In all of the material below, swap every "trophy" for "cup" and reproduce everything else unchanged.

- - - - - - -

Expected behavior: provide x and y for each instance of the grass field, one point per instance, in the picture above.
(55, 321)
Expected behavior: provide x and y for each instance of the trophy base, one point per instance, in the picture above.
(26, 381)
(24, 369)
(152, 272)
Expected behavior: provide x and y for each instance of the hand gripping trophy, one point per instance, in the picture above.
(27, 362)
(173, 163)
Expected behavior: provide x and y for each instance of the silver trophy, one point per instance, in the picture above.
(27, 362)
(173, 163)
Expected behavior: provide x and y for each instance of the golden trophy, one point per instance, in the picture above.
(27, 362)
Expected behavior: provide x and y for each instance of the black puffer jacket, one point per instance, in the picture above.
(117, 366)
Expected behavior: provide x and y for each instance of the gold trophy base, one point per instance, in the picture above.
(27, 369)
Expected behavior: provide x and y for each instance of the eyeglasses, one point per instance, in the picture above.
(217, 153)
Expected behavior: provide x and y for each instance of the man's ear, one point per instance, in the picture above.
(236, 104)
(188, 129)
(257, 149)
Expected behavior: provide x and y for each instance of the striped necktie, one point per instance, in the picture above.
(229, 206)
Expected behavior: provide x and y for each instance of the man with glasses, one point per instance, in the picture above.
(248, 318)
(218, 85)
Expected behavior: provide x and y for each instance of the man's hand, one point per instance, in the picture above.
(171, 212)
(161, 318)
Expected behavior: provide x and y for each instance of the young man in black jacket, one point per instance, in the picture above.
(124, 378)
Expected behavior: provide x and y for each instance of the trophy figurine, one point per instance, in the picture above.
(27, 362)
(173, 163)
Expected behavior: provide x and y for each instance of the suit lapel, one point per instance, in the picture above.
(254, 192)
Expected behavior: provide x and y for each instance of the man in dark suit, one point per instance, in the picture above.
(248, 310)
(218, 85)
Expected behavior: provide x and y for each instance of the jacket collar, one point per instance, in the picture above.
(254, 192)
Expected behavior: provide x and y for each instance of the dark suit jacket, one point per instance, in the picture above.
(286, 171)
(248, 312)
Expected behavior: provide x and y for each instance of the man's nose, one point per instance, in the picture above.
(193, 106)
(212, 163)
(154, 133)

- - - - - - -

● Result of the task
Expected behavior: provide x and y for each instance of the grass field, one point per instance, in the picture above.
(55, 321)
Expected behavior: provide x and y for each instance of the cup base, one point per instance, in the picture above.
(26, 381)
(24, 369)
(152, 272)
Expected behavior: provide x and y for each instance of the hand gripping cup, one point per instance, in the picture above.
(27, 362)
(173, 163)
Expected behavior: provide x and y for each instance of the silver cup, one point per instance, in the picture above.
(27, 362)
(173, 163)
Expected behavior: provide x and y for each instance of the golden cup, one point per instance, in the picture above.
(27, 362)
Expected behavior: provide x and y for each instance of the black puffer jacket, one point per instance, in the picture above.
(117, 366)
Expected behavior: provide x and y for each instance of the gold cup base, one point per instance, in the picture above.
(27, 369)
Expected behavior: provide x and y for each instance of the eyeglasses, one point per instance, in the picture above.
(217, 153)
Expected behavior: provide x and y for each instance of the man's ear, one point per instance, in the picture above.
(236, 104)
(188, 129)
(257, 149)
Expected behavior: provide x and y for each instance of the striped necktie, one point per instance, in the picture above.
(229, 206)
Expected behavior: provide x and y for each instance of the man with glasses, one point per instance, in the picture above.
(248, 318)
(218, 85)
Expected behavior: provide x and y for each instance of the man's hand, one point per instance, in the picture above.
(171, 212)
(161, 318)
Expected behavior: provide x and y for each instance of the young man in black jacket, one point per instance, in the picture above.
(124, 378)
Expected behavior: provide x and y for each instance of the cup figurine, one point per instance, in the picture above.
(27, 362)
(173, 163)
Expected behavior: provide x and y for each instance of the suit lapel, one point per instance, in the picture above.
(254, 192)
Expected behavior: provide x and y for each instance of the man in dark suit, one point per instance, in the picture above.
(248, 310)
(218, 85)
Expected behavior: provide x and y for each instance of the jacket collar, one point per instance, in the picture above.
(254, 192)
Expected behavior: provide x and y for each instance of the dark suit jacket, one point per instance, in the picture above.
(286, 171)
(248, 312)
Expected behavior: provide x and y for each instance of the man's nose, one point per instance, in the picture above.
(193, 106)
(212, 163)
(154, 133)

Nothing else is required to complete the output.